__Tugas A__:
Salin dengan tepat semua isi teks tentang APBN di bawah ini, mulai dari "Kanwil DJPB Prov." sampai ke "Bukan Pajak (PNBP).".
__Tugas B__:
Apakah pernyataan berikut sesuai dengan teks tentang APBN di bawah ini? Jawab ya atau tidak, lalu kutip dengan tepat kata-kata dari teks yang menjadi dasar jawaban. (i) Pendapatan negara tahun 2022 diperkirakan tetap bisa melanjutkan kinerja positif. (ii) PNBP termasuk salah satu pendapatan negara. (iii) Harga komoditas tidak disebut sebagai hal yang memengaruhi pendapatan negara.
__Tugas C__:
Dari teks tentang APBN di bawah ini, sebutkan semua singkatan yang terdiri atas dua huruf kapital atau lebih. Tulis setiap singkatan satu kali saja.
╭─ Kutipan Halaman
Oleh: Johannes Purbo W.
Kanwil DJPB Prov. NTT Bidang PPA I Seksi PPA 1B
Anggaran Pendapatan dan Belanja Negara (APBN) sebagai instrumen kebijakan fiskal bekerja keras menahan laju tekanan terhadap perekonomian dampak pandemi dari resesi ekonomi yang lebih dalam. Pendapatan negara pada tahun 2022 diproyeksikan tetap dapat melanjutkan kinerja positif seiring prospek pemulihan ekonomi di tahun 2022. Beberapa faktor yang mempengaruhi pendapatan negara antara lain risiko ketidkapastian yang berasal dari dinamika pandemi Covid-19 dan kondisi geopolitik dan fluktuasi harga komoditas. Salah satu pendapatan negara adalah Penerimaan Negara Bukan Pajak (PNBP).
╰─
╭─ Bahan yang Diambil
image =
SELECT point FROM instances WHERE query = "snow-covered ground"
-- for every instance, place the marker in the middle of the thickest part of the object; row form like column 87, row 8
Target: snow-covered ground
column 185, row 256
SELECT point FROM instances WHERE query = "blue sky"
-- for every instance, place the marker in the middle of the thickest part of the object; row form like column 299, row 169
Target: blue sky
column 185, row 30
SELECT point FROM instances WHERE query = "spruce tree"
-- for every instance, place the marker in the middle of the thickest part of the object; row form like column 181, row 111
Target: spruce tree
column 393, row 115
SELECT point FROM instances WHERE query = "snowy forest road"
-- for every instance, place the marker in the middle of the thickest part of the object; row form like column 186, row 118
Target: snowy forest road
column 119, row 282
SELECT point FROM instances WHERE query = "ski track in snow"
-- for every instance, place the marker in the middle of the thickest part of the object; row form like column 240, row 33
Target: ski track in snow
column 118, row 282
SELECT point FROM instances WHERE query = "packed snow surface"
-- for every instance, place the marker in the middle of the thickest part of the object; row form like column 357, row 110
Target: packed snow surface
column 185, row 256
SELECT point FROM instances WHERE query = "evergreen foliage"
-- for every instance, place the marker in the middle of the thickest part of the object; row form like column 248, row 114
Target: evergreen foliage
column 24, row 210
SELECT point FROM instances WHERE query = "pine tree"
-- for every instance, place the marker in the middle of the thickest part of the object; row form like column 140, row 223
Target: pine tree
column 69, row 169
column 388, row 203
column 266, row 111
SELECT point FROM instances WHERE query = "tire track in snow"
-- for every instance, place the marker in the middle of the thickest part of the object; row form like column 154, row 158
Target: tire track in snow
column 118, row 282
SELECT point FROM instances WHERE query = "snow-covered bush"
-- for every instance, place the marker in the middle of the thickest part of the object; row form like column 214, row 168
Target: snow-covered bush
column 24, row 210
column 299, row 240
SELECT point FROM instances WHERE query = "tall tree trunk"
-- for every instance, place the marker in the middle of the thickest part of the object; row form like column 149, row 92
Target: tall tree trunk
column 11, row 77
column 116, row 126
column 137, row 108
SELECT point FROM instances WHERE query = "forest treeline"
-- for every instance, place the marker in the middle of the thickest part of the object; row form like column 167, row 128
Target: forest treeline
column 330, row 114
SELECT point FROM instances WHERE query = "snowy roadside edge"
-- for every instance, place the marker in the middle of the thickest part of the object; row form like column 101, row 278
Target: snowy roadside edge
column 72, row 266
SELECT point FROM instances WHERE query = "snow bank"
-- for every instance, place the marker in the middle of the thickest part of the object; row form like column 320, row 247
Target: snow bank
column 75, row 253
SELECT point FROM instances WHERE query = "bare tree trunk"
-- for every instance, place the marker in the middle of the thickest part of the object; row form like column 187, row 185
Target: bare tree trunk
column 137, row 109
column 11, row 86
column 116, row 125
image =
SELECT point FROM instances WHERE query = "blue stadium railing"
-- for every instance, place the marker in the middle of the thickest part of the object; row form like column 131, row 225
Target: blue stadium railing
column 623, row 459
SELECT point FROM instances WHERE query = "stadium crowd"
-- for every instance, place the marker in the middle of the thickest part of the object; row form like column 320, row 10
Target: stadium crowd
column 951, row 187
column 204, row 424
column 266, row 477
╰─
╭─ Bahan yang Diambil
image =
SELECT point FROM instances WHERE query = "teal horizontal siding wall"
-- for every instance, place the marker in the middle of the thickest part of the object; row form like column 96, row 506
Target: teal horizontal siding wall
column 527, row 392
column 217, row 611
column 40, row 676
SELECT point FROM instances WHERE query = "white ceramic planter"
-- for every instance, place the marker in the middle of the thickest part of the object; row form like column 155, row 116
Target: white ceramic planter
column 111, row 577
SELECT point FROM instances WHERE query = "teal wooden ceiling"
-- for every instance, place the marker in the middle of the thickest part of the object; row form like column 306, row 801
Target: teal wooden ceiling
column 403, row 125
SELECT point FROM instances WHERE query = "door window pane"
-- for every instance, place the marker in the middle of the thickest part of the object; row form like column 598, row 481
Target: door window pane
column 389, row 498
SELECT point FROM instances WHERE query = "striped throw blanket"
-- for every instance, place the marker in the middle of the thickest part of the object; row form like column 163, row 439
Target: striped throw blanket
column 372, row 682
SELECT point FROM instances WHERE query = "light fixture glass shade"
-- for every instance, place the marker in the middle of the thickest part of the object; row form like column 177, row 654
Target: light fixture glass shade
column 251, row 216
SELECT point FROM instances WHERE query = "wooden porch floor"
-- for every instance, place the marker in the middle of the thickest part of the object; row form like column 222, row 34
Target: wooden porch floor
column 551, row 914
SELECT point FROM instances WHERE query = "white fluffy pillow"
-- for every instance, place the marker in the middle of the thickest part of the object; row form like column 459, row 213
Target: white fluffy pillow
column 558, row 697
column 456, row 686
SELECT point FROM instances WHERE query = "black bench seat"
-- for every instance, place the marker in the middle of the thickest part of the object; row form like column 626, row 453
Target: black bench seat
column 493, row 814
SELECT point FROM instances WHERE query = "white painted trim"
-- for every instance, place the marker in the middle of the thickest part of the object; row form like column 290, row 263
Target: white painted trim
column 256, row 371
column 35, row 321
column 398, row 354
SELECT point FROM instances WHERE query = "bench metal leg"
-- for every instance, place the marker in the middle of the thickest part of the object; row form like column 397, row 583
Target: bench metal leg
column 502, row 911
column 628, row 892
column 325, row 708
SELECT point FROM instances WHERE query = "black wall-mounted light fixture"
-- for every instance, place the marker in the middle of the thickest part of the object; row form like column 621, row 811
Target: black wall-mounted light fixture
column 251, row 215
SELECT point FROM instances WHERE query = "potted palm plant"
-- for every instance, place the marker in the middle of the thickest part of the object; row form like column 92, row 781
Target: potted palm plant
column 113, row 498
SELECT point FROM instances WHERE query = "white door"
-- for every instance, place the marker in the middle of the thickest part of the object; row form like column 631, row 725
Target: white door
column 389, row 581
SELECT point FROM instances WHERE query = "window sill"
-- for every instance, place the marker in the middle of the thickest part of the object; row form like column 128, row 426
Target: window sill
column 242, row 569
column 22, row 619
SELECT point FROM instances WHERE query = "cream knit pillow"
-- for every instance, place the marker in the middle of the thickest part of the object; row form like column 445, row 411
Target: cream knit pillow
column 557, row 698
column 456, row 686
╰─
╭─ Bahan yang Diambil
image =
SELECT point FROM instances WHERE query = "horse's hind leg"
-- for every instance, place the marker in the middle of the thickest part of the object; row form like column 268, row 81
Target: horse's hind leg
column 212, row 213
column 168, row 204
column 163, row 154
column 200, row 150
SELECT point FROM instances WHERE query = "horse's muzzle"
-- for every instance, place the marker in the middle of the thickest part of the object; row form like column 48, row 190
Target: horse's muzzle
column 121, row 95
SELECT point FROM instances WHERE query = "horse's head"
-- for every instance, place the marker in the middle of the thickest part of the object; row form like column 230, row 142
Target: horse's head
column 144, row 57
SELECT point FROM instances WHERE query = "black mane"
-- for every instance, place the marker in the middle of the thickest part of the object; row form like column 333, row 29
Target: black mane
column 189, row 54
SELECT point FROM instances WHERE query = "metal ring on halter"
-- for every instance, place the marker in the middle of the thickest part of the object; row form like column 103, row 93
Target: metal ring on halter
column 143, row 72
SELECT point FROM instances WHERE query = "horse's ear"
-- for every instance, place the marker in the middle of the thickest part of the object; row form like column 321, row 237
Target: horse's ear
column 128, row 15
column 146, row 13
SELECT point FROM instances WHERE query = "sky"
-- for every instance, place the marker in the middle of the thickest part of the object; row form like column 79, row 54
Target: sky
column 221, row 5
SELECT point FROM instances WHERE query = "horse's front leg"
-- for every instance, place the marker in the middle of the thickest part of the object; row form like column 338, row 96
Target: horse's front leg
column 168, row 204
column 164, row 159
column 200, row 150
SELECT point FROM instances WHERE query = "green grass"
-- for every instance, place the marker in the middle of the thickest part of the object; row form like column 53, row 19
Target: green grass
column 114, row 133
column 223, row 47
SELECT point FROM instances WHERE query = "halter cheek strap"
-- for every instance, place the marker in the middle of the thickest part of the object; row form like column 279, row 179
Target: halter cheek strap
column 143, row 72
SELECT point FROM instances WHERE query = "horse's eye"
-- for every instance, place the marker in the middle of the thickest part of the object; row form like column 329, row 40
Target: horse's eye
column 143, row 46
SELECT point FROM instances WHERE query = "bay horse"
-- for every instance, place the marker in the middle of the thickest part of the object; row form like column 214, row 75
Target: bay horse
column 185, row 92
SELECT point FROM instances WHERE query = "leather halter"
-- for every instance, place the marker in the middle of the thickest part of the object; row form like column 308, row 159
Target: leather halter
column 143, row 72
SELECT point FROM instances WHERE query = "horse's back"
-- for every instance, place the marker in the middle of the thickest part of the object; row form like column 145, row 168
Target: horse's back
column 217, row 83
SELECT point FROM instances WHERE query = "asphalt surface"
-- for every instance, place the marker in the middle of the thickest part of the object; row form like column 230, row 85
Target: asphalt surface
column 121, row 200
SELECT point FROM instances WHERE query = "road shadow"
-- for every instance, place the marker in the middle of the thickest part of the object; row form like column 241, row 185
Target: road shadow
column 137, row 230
╰─
__Jawaban Anda A__:
Kanwil DJPB Prov. NTT Bidang PPA I Seksi PPA 1B
Anggaran Pendapatan dan Belanja Negara (APBN) sebagai instrumen kebijakan fiskal bekerja keras menahan laju tekanan terhadap perekonomian dampak pandemi dari resesi ekonomi yang lebih dalam. Pendapatan negara pada tahun 2022 diproyeksikan tetap dapat melanjutkan kinerja positif seiring prospek pemulihan ekonomi di tahun 2022. Beberapa faktor yang mempengaruhi pendapatan negara antara lain risiko ketidkapastian yang berasal dari dinamika pandemi Covid-19 dan kondisi geopolitik dan fluktuasi harga komoditas. Salah satu pendapatan negara adalah Penerimaan Negara Bukan Pajak (PNBP).

__Jawaban Anda B__:
(i) Ya: "Pendapatan negara pada tahun 2022 diproyeksikan tetap dapat melanjutkan kinerja positif"
(ii) Ya: "Salah satu pendapatan negara adalah Penerimaan Negara Bukan Pajak (PNBP)"
(iii) Tidak: "Beberapa faktor yang mempengaruhi pendapatan negara antara lain" … "fluktuasi harga komoditas"

__Jawaban Anda C__:
DJPB, NTT, PPA, APBN, PNBP